---------- Records supplied

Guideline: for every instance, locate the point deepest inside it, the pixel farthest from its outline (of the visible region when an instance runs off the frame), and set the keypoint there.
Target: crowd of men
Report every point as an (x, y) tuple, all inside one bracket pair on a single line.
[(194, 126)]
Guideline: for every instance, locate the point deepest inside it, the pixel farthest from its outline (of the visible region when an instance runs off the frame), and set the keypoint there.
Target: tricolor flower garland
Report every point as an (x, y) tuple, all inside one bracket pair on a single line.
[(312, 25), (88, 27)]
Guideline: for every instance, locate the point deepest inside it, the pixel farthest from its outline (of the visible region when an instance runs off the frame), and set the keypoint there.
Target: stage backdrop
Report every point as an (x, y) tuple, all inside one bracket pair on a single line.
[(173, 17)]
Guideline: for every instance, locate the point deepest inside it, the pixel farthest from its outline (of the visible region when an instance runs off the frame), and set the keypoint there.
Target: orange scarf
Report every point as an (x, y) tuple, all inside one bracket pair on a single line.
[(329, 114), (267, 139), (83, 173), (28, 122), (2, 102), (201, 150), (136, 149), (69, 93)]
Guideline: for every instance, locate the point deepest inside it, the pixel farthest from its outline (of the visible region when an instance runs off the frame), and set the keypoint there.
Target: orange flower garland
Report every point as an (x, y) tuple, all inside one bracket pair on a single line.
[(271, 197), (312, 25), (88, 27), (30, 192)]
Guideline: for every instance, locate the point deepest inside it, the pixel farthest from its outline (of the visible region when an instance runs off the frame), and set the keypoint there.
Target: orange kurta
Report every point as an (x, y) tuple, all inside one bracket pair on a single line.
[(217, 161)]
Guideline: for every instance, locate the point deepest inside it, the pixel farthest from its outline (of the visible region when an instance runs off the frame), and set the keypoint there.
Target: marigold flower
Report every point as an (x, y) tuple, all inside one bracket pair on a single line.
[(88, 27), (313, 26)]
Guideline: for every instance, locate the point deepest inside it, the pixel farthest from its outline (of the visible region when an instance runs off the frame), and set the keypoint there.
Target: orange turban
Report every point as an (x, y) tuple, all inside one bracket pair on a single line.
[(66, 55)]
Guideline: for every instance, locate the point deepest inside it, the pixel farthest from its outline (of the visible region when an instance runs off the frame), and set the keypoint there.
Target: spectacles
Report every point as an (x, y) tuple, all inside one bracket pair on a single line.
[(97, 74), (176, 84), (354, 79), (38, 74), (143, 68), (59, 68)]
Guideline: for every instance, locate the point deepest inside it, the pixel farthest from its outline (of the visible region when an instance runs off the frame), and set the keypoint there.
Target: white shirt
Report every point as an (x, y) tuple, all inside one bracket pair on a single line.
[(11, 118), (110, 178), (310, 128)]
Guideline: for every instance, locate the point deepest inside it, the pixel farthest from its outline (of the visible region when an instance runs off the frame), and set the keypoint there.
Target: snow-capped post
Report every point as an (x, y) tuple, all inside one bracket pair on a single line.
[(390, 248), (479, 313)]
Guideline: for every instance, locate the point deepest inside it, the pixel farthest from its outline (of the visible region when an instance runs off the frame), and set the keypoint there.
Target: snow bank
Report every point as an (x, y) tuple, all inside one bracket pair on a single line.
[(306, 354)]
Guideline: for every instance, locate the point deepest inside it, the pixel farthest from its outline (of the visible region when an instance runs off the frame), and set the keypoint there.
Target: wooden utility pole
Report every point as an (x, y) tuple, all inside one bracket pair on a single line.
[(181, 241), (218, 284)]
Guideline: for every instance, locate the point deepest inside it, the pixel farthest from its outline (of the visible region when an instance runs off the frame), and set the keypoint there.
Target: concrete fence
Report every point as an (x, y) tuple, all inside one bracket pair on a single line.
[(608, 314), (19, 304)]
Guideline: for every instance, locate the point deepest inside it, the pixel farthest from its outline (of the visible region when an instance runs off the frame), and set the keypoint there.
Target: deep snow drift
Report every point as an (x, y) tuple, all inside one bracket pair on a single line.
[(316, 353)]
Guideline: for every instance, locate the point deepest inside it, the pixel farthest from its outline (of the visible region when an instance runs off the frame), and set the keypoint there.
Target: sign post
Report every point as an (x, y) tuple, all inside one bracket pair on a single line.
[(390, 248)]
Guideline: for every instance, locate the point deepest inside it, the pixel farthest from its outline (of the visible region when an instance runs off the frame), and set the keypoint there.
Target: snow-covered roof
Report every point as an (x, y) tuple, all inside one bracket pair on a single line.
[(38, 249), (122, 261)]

--------------------

### What you are asked to do
Print out all the entries precisely as written.

### Reply to the task
Guideline: for every instance, locate the point deepest inside it, the pixel farthest from its outline (of the visible region when an instance runs off the frame), and set the keypoint there.
Target: crowd of men
Report every point as an (x, y) tuple, all inside one bracket pair on a single line.
[(194, 126)]
Guideline: for every instance, locate the point deepest inside it, the pixel farthest from its outline (of the visible region when an instance runs off the frame), and set the keypoint there.
Target: tricolor flower garland
Report every point as an (x, y) tuple, all inside one bracket pair on a single line.
[(312, 25), (88, 27)]
Guideline: for every instance, locate the point deepest inside it, the pixel farthest from its outline (of the visible region when an instance runs off the frame), and set the keypoint there.
Target: stage backdrop
Report every point as an (x, y) tuple, all inside one bracket pair on a single line.
[(173, 17)]
Guideline: for every instance, locate the point deepest inside it, the pixel farthest from its outline (of the visible region when an instance runs off the frame), and set the keypoint there.
Target: orange scarf
Report every point as an (x, y) tuple, all inside one bracket pair on a single line.
[(329, 114), (267, 139), (83, 173), (28, 122), (2, 102), (201, 150), (136, 149), (69, 93)]
Guideline: for every instance, locate the point deepest inside it, the pixel farthest from its outline (of the visible region when an instance runs off the frame), and set the keypoint there.
Target: orange flower garland
Report every point as an (x, y) tuple, all inside one bracket pair on a single line.
[(271, 197), (312, 25), (88, 27), (30, 192)]
Guideline: for every instance, locate the point deepest inside it, the pixel farthest from its outline (of the visible region when an instance runs off the frame), and set the keypoint there.
Target: orange kurta
Report every point as an (x, y) tuple, all inside one bracket pair on a single line.
[(217, 161)]
Guideline: for every instance, locate the point deepest inside it, the pixel farthest from its outline (of the visible region when an instance runs off the frame), and set the keypoint there.
Target: marigold flower
Report every point as an (x, y) tuple, all inside one bracket pair on a single line.
[(88, 27), (313, 26)]
Guideline: for every instance, locate the point deepest inside it, the pixel farthest from its outline (of the visible region when an instance runs off the frame), and set the keypoint there.
Target: orange turban
Report every point as an (x, y) tuple, all inside one bracket pair on a single line.
[(66, 55)]
Guideline: for every instance, locate the point deepest inside it, the pixel farthest from its outline (of the visible region when an instance runs off the frame), and set the keypoint there.
Target: spectacles
Report every point as an (x, y) tuple, all inside one bracket pair on a single line.
[(97, 74), (176, 84), (354, 79), (38, 74), (143, 68), (59, 68)]
Guideline: for every instance, locate the point deepest inside it, the pixel farthest from its outline (of the visible region when an instance runs off the frame), and set the keypoint there.
Target: white shirt
Report every point as an (x, y) tuple, all inside one bracket pair on a single line.
[(11, 118), (110, 178), (310, 128)]
Guideline: for every instance, locate the point deepest inside it, the pixel farthest from its outline (of the visible region when an instance runs off the frame), and set the keypoint there.
Target: snow-capped post
Report every point as an (x, y) tuple, all inside one bracket pair on a single line.
[(390, 248), (479, 313)]
Guideline: for every instance, locate the point deepest inside it, the pixel farthest from its outline (of the visible region when an instance runs off the frame), and set the keypoint there.
Target: snow bank
Report every point as an (x, y) tuple, all inside one bracket pair on a single line.
[(306, 354)]
Guideline: for every instance, locate the point deepest inside it, the pixel farthest from its outline (of the visible region when an instance runs off the frame), and set the keypoint there.
Target: wooden utility pole
Report every point as an (x, y) tuple, all inside one bracket pair on a single line.
[(181, 241), (218, 284)]
Guideline: for every instance, locate the point deepest inside it, the pixel farthest from its outline (of the visible region when an instance runs off the frame), and set the keypoint there.
Target: concrete fence
Report every point as an (x, y) tuple, all inside one bracket pair on a single line.
[(608, 314), (19, 304)]
Guideline: for every instance, locate the point deepest inside it, the pixel farthest from its outline (of the visible region when an instance runs off the frame), and set the keypoint there.
Target: deep snow drift
Report every point as an (x, y) tuple, all inside one bracket pair on a single line.
[(316, 353)]
Guideline: for every instance, locate the point deepest inside it, the pixel farthest from its outline (of the visible region when an instance runs off the frame), and set the keypoint there.
Target: sign post
Report every point as an (x, y) tuple, all inside one bracket pair on a single line.
[(390, 248)]
Guideline: for every instance, locate the point deepest inside it, the pixel farthest from its outline (of the visible region when an instance runs off the frame), and set the keypoint there.
Target: snow-covered roof
Report every point as an (x, y) tuple, all inside one bracket pair on a single line.
[(38, 249), (122, 261)]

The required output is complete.